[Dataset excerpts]
|---|
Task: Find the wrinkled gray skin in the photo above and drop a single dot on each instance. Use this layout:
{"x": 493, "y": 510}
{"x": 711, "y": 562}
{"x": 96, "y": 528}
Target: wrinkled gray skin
|---|
* [Task details]:
Match on "wrinkled": copy every line in the records that has it.

* [Task output]:
Task: Find the wrinkled gray skin in the photo above and drop a single dot on each instance. Use this layout:
Target: wrinkled gray skin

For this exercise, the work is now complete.